**What is being asked**
Arrange the lines from the one containing "Where can the front" up to and including the one containing "point(302, 23)" as a Markdown table with the columns No. and Line, numbering each row and leaving out any blank lines.

Records from a collection

* * * *

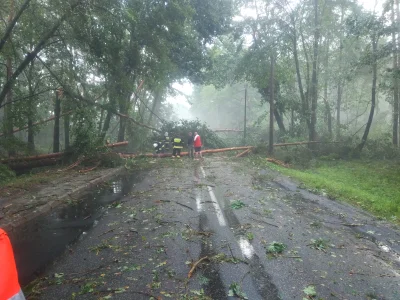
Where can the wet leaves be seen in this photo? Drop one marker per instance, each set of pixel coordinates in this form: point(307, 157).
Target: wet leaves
point(237, 204)
point(319, 244)
point(276, 248)
point(250, 236)
point(222, 257)
point(310, 292)
point(235, 290)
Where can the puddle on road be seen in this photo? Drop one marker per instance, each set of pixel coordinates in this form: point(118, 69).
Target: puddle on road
point(44, 239)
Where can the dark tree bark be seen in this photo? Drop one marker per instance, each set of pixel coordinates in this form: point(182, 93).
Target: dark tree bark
point(156, 100)
point(279, 120)
point(101, 121)
point(364, 138)
point(31, 135)
point(57, 113)
point(11, 24)
point(66, 131)
point(271, 107)
point(32, 55)
point(292, 122)
point(31, 111)
point(304, 100)
point(395, 138)
point(328, 115)
point(8, 109)
point(314, 83)
point(122, 122)
point(340, 81)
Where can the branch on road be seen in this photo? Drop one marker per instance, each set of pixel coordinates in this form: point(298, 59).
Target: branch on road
point(190, 274)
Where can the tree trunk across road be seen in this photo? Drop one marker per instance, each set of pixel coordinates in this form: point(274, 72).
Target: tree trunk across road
point(193, 228)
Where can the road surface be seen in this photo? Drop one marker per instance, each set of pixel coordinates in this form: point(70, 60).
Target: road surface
point(224, 214)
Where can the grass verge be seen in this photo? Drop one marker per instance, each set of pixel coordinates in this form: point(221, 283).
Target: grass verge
point(371, 185)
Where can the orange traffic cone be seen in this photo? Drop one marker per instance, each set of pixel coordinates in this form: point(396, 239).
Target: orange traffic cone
point(9, 285)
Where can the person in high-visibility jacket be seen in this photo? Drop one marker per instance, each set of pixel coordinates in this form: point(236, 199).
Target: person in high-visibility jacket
point(166, 143)
point(9, 285)
point(177, 146)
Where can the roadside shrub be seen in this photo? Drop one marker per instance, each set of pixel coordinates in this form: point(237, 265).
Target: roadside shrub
point(6, 174)
point(381, 148)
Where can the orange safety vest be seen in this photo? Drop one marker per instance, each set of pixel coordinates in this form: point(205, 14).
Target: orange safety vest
point(9, 285)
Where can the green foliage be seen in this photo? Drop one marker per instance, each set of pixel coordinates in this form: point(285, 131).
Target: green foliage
point(250, 236)
point(372, 185)
point(319, 244)
point(237, 204)
point(84, 133)
point(182, 127)
point(310, 292)
point(6, 174)
point(276, 248)
point(235, 290)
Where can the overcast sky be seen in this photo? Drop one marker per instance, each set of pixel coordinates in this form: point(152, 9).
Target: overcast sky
point(187, 87)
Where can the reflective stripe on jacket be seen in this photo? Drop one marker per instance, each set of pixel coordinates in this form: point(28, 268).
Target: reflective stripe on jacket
point(177, 143)
point(197, 141)
point(9, 285)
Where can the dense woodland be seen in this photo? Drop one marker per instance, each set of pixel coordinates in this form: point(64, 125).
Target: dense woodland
point(76, 73)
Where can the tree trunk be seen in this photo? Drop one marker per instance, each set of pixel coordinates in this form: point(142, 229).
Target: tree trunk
point(101, 120)
point(314, 83)
point(56, 135)
point(31, 135)
point(373, 94)
point(31, 111)
point(339, 87)
point(122, 122)
point(328, 115)
point(66, 131)
point(8, 109)
point(106, 125)
point(271, 107)
point(395, 82)
point(12, 21)
point(304, 100)
point(338, 107)
point(279, 121)
point(156, 100)
point(292, 122)
point(32, 55)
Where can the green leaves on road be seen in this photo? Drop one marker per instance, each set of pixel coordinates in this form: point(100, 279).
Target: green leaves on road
point(237, 204)
point(235, 290)
point(310, 292)
point(276, 248)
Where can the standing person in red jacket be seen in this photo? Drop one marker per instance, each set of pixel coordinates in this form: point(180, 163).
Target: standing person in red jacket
point(197, 146)
point(9, 285)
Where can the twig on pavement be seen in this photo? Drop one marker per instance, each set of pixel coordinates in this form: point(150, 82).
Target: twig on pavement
point(265, 222)
point(195, 266)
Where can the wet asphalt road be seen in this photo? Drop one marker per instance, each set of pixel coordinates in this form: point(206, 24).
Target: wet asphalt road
point(145, 244)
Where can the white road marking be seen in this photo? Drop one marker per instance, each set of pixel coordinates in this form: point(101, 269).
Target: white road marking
point(220, 215)
point(203, 172)
point(198, 200)
point(246, 247)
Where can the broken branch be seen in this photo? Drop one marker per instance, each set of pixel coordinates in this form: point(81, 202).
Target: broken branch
point(195, 266)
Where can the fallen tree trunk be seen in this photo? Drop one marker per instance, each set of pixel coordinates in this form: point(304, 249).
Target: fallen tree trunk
point(295, 144)
point(278, 162)
point(57, 155)
point(243, 153)
point(23, 165)
point(209, 151)
point(227, 130)
point(39, 122)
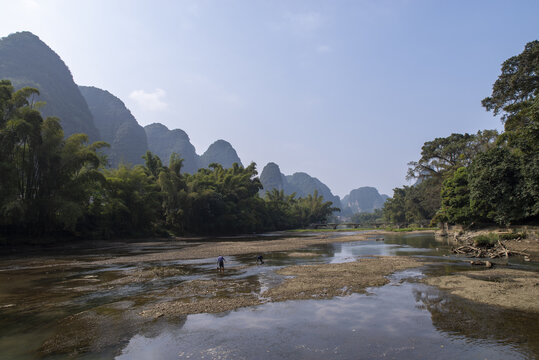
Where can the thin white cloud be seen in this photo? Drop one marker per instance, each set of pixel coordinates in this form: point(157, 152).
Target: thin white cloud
point(323, 49)
point(308, 22)
point(30, 4)
point(300, 23)
point(150, 100)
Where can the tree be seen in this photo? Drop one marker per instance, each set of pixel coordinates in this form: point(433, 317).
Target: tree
point(455, 207)
point(45, 178)
point(517, 87)
point(495, 182)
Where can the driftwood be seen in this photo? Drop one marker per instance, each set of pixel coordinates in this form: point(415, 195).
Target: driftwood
point(497, 251)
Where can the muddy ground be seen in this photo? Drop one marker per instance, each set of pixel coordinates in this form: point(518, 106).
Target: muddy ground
point(304, 282)
point(81, 332)
point(504, 287)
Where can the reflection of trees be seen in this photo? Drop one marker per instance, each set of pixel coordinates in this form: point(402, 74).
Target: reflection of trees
point(457, 316)
point(418, 241)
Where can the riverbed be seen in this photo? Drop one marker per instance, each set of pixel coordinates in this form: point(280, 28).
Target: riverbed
point(166, 300)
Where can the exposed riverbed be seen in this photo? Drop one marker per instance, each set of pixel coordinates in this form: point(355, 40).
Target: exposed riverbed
point(358, 297)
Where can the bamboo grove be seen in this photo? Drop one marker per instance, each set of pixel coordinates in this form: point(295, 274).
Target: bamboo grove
point(484, 178)
point(52, 186)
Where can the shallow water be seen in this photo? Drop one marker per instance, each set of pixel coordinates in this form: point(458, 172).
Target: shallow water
point(404, 319)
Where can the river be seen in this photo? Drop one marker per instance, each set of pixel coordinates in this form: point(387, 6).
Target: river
point(45, 299)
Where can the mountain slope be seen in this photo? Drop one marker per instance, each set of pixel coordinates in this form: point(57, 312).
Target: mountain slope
point(117, 126)
point(300, 183)
point(363, 199)
point(28, 61)
point(220, 152)
point(163, 142)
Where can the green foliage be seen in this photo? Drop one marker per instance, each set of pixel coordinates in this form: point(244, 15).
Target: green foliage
point(488, 240)
point(495, 187)
point(455, 208)
point(517, 87)
point(483, 178)
point(45, 178)
point(368, 218)
point(513, 236)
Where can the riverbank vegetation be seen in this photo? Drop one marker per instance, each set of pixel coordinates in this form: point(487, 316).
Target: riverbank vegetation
point(483, 178)
point(52, 186)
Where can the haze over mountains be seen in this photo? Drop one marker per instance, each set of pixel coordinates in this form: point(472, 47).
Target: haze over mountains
point(27, 61)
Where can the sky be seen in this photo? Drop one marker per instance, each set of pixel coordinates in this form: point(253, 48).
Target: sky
point(346, 91)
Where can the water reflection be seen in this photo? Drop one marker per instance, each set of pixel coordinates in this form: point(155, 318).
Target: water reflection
point(402, 320)
point(391, 322)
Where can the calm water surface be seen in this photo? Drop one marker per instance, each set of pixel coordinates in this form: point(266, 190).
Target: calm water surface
point(402, 320)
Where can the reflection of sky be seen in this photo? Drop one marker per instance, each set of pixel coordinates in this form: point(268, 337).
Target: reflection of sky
point(388, 323)
point(348, 252)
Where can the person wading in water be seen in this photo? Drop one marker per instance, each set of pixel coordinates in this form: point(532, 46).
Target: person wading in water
point(221, 263)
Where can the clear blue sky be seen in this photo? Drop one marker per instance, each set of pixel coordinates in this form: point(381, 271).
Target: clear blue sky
point(347, 91)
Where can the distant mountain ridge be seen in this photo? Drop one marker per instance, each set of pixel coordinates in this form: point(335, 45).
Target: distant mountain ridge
point(300, 183)
point(117, 126)
point(363, 199)
point(28, 61)
point(163, 142)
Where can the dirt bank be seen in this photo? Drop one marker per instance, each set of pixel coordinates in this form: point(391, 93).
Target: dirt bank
point(329, 280)
point(309, 281)
point(529, 243)
point(508, 288)
point(214, 249)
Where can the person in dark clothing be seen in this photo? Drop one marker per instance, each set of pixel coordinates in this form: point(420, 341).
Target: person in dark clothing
point(221, 263)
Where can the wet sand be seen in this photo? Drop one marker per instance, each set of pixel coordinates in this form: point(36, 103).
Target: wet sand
point(306, 282)
point(507, 288)
point(214, 249)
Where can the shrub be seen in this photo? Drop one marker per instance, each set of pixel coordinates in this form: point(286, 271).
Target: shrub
point(487, 240)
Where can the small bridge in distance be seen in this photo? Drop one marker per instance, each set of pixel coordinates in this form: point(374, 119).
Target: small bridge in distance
point(334, 226)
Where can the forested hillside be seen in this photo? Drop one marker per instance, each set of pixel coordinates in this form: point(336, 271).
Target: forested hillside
point(483, 178)
point(51, 185)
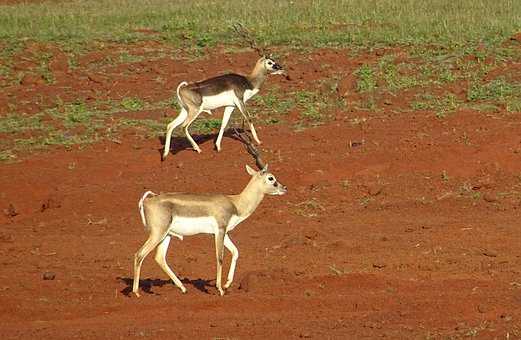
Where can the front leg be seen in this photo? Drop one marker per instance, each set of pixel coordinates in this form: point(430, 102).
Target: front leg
point(219, 252)
point(235, 255)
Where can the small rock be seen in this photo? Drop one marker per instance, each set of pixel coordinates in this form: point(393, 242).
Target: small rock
point(49, 276)
point(32, 79)
point(249, 281)
point(516, 37)
point(96, 78)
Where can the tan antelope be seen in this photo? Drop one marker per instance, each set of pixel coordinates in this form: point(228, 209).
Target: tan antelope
point(177, 214)
point(229, 91)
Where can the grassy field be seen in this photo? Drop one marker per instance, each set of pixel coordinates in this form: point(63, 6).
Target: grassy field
point(448, 44)
point(302, 23)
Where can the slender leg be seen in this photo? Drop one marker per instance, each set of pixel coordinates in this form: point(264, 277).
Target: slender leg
point(153, 240)
point(219, 252)
point(235, 255)
point(170, 129)
point(226, 117)
point(161, 260)
point(246, 116)
point(186, 126)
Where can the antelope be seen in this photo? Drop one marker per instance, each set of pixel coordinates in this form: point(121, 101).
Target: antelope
point(229, 91)
point(180, 214)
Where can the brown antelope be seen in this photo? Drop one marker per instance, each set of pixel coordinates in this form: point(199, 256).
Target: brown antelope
point(228, 91)
point(176, 214)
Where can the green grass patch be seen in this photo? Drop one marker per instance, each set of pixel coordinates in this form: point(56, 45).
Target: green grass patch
point(366, 79)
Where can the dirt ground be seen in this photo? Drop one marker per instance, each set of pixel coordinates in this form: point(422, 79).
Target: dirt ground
point(401, 225)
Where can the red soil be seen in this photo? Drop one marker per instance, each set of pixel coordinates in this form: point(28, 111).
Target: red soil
point(371, 240)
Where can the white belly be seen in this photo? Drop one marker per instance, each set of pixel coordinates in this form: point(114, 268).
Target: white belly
point(249, 93)
point(219, 100)
point(187, 226)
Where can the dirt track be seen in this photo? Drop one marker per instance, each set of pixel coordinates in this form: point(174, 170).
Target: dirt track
point(412, 231)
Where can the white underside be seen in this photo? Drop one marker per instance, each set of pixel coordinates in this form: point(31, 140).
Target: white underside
point(188, 226)
point(227, 98)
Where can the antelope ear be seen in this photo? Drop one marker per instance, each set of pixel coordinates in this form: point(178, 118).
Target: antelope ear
point(250, 170)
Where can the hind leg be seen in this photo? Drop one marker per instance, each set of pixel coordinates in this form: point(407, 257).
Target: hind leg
point(161, 260)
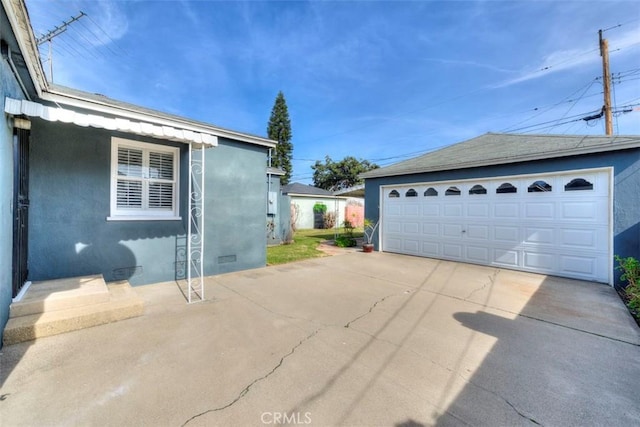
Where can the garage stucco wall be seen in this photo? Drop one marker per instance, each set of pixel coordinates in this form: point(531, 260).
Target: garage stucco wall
point(69, 234)
point(626, 177)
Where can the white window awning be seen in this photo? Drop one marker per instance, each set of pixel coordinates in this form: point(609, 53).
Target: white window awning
point(19, 107)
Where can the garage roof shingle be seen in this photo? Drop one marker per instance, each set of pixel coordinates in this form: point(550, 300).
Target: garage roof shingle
point(494, 149)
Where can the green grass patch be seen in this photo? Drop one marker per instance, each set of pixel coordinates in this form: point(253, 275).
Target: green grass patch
point(304, 246)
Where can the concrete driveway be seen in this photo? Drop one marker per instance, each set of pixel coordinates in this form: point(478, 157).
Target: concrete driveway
point(354, 339)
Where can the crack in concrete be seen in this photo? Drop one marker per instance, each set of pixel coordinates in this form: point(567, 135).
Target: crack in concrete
point(491, 282)
point(269, 310)
point(348, 324)
point(245, 390)
point(504, 399)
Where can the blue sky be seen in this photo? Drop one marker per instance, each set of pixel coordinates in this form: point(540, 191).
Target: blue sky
point(378, 80)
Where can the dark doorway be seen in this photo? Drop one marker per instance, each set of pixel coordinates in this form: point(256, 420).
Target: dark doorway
point(21, 208)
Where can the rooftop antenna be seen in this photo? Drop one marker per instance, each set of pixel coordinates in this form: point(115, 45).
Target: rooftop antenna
point(56, 32)
point(606, 80)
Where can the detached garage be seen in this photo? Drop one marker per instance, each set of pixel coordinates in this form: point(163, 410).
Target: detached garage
point(550, 204)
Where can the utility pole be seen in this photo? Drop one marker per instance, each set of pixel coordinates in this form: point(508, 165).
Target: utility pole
point(606, 79)
point(56, 32)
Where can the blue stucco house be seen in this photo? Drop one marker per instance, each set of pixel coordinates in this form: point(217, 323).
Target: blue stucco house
point(561, 205)
point(91, 185)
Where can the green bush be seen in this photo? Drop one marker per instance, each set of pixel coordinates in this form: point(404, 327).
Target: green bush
point(319, 208)
point(345, 242)
point(630, 268)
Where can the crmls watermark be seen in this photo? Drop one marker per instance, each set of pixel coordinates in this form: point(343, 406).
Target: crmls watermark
point(295, 418)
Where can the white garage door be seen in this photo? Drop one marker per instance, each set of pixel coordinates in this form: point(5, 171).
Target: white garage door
point(557, 224)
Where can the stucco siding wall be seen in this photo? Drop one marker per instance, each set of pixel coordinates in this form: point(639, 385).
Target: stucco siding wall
point(236, 197)
point(626, 203)
point(8, 87)
point(70, 234)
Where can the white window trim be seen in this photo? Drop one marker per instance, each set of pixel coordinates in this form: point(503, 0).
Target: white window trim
point(142, 214)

* * * *

**Solution below**
| No. | Line |
|---|---|
| 1 | Where can the front leg be seen in this photo? Drop one marker per instance, each set of pixel coordinates in this form: point(430, 102). |
| 2 | Target: front leg |
| 3 | point(219, 252) |
| 4 | point(235, 255) |
| 5 | Where can the small rock be seen in this photo? Drop one marker per instance, each set of pixel coordinates in this form: point(393, 242). |
| 6 | Target: small rock |
| 7 | point(49, 276) |
| 8 | point(32, 79) |
| 9 | point(249, 281) |
| 10 | point(516, 37) |
| 11 | point(96, 78) |
| 12 | Where can the tan antelope be seen in this photo? Drop one marker per instance, each set of pixel coordinates in this form: point(228, 209). |
| 13 | Target: tan antelope |
| 14 | point(177, 214) |
| 15 | point(229, 91) |
| 16 | Where can the grassy field be seen in this photo? Drop one marker per instance, each set of pixel coordinates in this form: point(63, 6). |
| 17 | Target: grassy field |
| 18 | point(448, 44) |
| 19 | point(302, 23) |